Items from a dataset
__________________________________________________

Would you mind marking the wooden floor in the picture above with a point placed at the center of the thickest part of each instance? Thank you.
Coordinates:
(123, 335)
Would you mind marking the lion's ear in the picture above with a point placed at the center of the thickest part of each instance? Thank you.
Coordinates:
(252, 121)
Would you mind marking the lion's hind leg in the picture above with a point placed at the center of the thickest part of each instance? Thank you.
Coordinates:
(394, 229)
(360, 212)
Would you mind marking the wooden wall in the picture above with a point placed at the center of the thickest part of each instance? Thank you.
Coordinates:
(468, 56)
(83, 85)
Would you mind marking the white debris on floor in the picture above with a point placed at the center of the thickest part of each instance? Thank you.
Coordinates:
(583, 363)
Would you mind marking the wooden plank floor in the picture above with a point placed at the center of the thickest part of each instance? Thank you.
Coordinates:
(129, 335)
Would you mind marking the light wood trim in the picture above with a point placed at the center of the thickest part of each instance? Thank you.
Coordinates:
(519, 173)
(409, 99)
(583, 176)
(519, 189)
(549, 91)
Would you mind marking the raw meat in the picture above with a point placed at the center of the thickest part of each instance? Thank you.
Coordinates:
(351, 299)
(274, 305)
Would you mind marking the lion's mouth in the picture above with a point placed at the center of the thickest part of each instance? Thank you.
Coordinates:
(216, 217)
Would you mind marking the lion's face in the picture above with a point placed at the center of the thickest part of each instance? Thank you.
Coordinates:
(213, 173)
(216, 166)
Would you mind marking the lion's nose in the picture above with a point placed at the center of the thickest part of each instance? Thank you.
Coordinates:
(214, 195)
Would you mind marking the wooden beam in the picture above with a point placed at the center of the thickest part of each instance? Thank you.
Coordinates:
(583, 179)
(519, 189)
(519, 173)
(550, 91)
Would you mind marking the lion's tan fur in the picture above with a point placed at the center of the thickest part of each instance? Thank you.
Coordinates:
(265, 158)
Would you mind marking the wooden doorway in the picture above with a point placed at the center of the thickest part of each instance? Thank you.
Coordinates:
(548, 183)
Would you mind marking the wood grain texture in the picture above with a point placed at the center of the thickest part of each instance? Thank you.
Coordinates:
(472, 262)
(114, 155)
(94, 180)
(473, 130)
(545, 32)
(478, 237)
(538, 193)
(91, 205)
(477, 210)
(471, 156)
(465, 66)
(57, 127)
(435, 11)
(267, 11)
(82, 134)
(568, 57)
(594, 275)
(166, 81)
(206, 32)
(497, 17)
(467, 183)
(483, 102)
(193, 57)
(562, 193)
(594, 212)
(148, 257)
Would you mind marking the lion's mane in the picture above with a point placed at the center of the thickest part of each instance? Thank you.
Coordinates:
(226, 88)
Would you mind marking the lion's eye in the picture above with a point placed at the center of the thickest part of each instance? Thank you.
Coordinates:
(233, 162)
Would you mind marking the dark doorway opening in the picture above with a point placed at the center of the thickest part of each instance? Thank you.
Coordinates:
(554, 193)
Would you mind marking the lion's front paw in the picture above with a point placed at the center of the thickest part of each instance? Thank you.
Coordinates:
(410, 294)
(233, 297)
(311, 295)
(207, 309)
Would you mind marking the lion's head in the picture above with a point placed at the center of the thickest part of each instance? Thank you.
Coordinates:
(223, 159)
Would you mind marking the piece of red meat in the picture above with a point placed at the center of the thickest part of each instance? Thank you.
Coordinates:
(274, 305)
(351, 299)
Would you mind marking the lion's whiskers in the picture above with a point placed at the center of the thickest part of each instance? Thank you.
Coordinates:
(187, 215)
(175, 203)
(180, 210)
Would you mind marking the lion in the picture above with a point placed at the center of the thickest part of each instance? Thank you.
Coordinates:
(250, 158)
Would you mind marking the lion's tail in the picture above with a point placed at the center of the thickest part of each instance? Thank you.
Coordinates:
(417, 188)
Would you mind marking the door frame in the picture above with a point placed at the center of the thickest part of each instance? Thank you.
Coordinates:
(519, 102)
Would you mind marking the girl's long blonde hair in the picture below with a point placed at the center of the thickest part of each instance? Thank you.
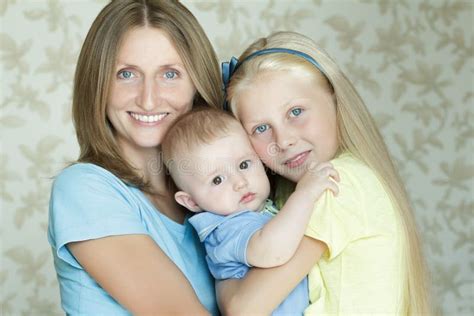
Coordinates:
(96, 64)
(357, 133)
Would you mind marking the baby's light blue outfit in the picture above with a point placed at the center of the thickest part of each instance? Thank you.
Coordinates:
(89, 202)
(226, 239)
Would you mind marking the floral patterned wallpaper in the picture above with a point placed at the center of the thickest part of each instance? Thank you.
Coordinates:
(411, 60)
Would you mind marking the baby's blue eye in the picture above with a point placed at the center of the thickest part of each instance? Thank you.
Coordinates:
(244, 164)
(170, 74)
(261, 129)
(296, 112)
(125, 74)
(217, 180)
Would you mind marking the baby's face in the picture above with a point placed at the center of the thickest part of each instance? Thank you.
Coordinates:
(225, 176)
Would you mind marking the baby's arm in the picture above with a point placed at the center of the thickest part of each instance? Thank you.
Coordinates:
(277, 241)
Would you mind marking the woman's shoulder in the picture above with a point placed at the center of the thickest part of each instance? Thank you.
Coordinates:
(85, 174)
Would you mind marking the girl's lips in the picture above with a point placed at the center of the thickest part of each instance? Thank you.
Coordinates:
(249, 197)
(297, 160)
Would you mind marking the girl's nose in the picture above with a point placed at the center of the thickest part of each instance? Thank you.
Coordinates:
(285, 139)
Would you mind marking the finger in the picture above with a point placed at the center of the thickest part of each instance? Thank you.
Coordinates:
(330, 172)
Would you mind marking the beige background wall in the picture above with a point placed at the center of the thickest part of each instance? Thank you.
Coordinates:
(412, 61)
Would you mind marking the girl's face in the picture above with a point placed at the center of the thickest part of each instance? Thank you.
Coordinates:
(290, 119)
(150, 89)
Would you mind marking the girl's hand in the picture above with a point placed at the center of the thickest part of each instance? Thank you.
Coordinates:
(317, 179)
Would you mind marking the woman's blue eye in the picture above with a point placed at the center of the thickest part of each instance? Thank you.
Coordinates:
(217, 180)
(125, 74)
(244, 164)
(296, 112)
(171, 74)
(261, 129)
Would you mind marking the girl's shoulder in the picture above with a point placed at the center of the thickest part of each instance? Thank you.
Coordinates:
(356, 173)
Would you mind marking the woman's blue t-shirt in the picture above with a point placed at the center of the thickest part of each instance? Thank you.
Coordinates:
(89, 202)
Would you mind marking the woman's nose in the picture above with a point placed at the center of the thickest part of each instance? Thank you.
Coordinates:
(148, 97)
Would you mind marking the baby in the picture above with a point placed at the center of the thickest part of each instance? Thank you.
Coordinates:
(219, 177)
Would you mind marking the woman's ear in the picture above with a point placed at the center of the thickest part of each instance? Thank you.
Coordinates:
(187, 201)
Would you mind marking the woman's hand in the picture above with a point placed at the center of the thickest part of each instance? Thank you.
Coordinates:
(262, 290)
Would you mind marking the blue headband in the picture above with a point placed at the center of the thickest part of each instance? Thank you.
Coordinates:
(230, 67)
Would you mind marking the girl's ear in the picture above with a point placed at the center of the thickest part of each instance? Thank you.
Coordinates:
(187, 201)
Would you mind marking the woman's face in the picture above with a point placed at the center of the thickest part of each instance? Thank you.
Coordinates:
(150, 89)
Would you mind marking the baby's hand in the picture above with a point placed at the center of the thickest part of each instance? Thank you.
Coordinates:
(318, 178)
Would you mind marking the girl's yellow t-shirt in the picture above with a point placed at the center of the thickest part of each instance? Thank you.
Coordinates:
(362, 273)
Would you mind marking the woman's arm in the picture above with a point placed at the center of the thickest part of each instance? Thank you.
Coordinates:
(138, 274)
(262, 290)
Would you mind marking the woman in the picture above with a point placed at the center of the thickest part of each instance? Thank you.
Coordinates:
(120, 242)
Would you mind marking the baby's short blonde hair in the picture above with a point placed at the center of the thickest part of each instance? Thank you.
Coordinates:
(197, 127)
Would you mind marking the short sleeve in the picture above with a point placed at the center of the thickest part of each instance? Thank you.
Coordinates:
(340, 220)
(88, 202)
(227, 246)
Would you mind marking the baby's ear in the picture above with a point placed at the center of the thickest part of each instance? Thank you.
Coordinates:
(187, 201)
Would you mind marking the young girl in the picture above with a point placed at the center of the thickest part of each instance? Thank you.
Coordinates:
(298, 108)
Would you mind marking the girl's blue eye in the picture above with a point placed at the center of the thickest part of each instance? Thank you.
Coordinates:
(171, 74)
(296, 112)
(261, 129)
(125, 74)
(245, 164)
(217, 180)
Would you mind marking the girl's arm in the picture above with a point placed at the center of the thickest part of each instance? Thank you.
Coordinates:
(262, 290)
(138, 274)
(276, 242)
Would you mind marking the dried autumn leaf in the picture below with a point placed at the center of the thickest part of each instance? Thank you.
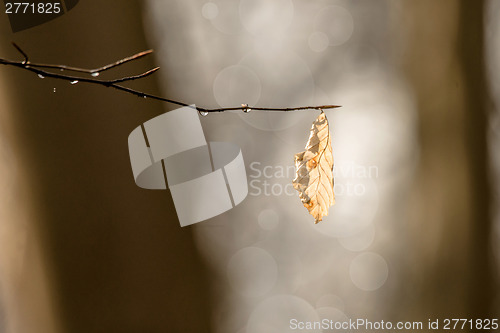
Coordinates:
(314, 170)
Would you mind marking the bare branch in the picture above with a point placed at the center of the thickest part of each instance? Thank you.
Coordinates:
(41, 70)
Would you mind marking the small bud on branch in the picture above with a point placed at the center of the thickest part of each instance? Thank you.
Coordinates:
(42, 71)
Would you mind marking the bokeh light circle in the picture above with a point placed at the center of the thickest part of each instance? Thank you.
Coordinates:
(318, 41)
(252, 272)
(368, 271)
(359, 241)
(330, 301)
(333, 316)
(210, 10)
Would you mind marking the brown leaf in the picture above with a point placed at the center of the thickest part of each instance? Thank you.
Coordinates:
(314, 170)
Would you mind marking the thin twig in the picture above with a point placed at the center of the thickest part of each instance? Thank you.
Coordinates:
(37, 68)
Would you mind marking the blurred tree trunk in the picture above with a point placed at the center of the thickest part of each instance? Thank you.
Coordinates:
(114, 254)
(450, 221)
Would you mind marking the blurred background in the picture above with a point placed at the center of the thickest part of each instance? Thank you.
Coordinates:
(414, 234)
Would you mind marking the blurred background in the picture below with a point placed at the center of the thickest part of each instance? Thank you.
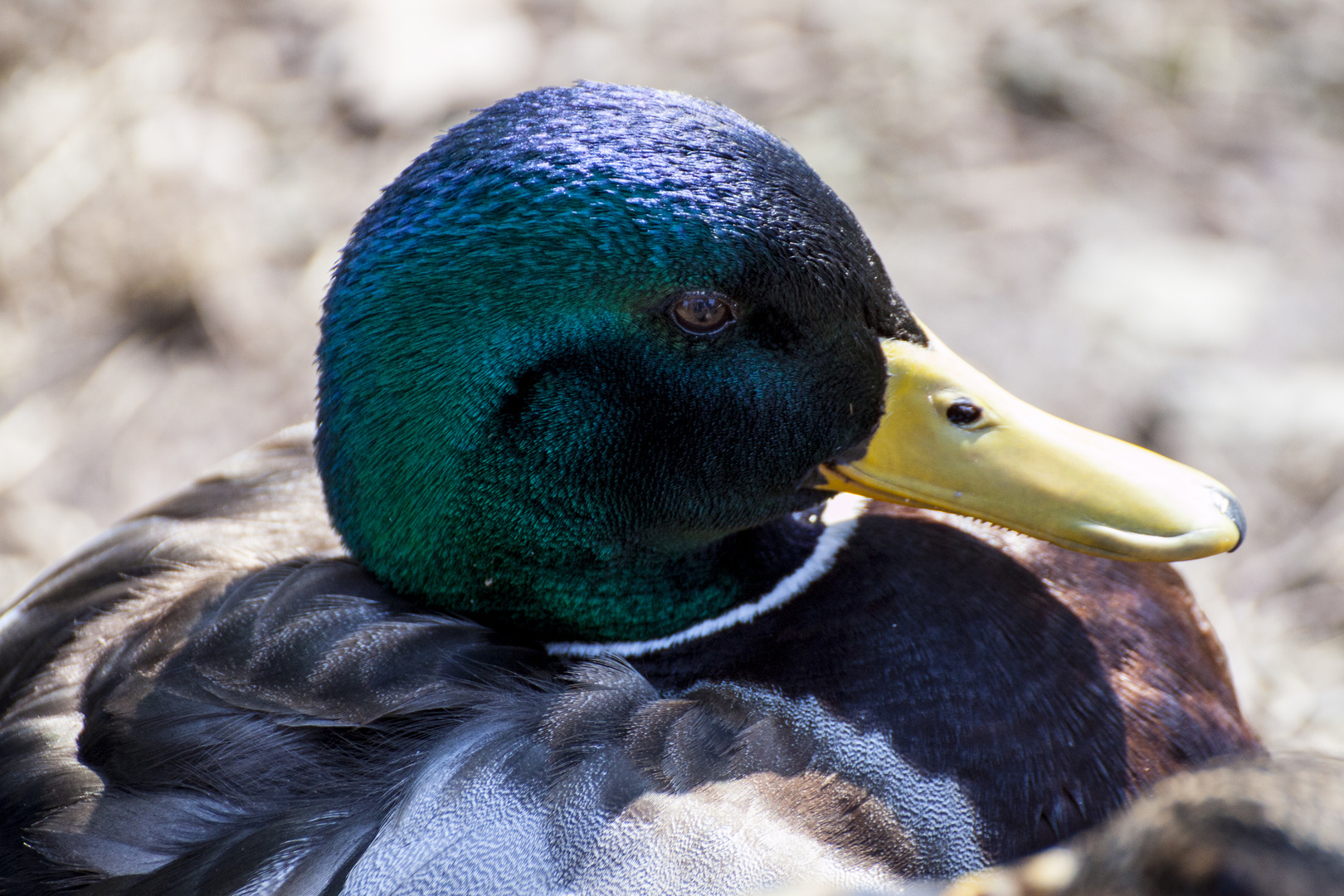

__________________________________________________

Short task →
From the items above, pull out every line containing the word "blonde" and copy those lines. Count only matches with the same capitalization.

Task response →
Would you mind marking the girl's long blonde hair in the picture below with a point placed at the center of the thickest part of each instance? Thank you.
Would you mind marking the baby's short blonde hair in the picture above with a point placed at the center of the thickest part of each instance? Thank you.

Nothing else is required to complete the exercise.